At most UK universities you will be asked to produce a portfolio to discuss at your interview. What we look for in a portfolio for any of our Art & Design programmes are examples of your work. This can include work you are currently producing for any of your courses of study, or materials that you are developing outside of your studies. We look for a broad range of skills, ideas and thinking processes. Our key aim is to look at your portfolio to see your potential as a student of Art & Design here at the University of Derby. Portfolio: We would like to see your sketchbooks, notebooks and work in progress. Much of the content will depend on your interests and we will review the work and listen to your ideas in light of what you present. Think of your portfolio as an indication of you and a snapshot of your creativity. We want to see what motivates you and what inspires you. Most of all make sure you are proud of what you are showing us and use it to talk through the interview and ask us questions about your chosen field. Your aim with your portfolio is to demonstrate a high level of engagement with art and design subjects. Some examples of what could be in your portfolio are: drawing, painting, images of sculptures, mixed media, installations, fashion design, costume, fashion accessories, surface and textiles design, examples of printmaking, photography, illustration techniques, a storyboard, scriptwriting, animation, logo design, packaging design, or publicity and branding material that you have created. You may want to show us animations, films, digital design and CAD examples, furniture design, theatre design, jewellery and product design. Your portfolio can be shown either digitally in Powerpoint, an online blog, Tumblr or Flickr or another website of your choice, or as a folder of work, or a journal, whatever is the most appropriate way for you to show us your work, your visual creativity and expression. Our top tips are: Put your most recent work first If showing a sketchbook, be able to talk through the processes you have been exploring Include your best work Quality over quantity Photograph any difficult to transport, heavy or 3D work We would also like to see an example of your written work, which may also be a work in progress.

### Available data

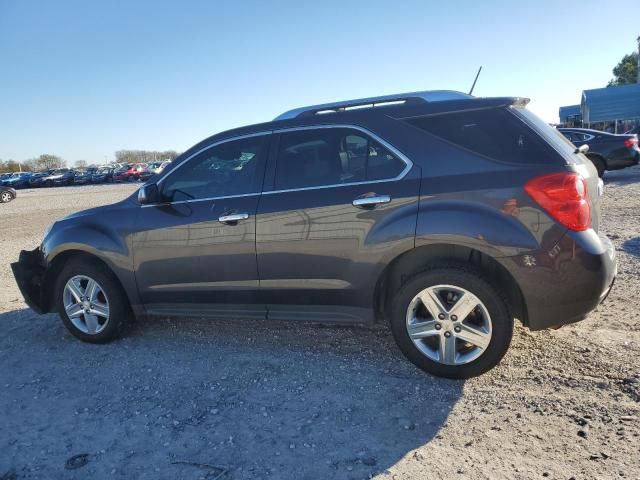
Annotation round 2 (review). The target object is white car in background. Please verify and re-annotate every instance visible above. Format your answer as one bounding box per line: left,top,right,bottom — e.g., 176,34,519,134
149,160,171,173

### Exercise brief
Answer from the portfolio guidance:
1. Which university is named as the place of study?
2. According to the top tips, which work goes first?
3. What should be done with work that is heavy, 3D or difficult to transport?
Rely only on the text for what follows.

### Exercise solution
1. The University of Derby.
2. Your most recent work.
3. Photograph it.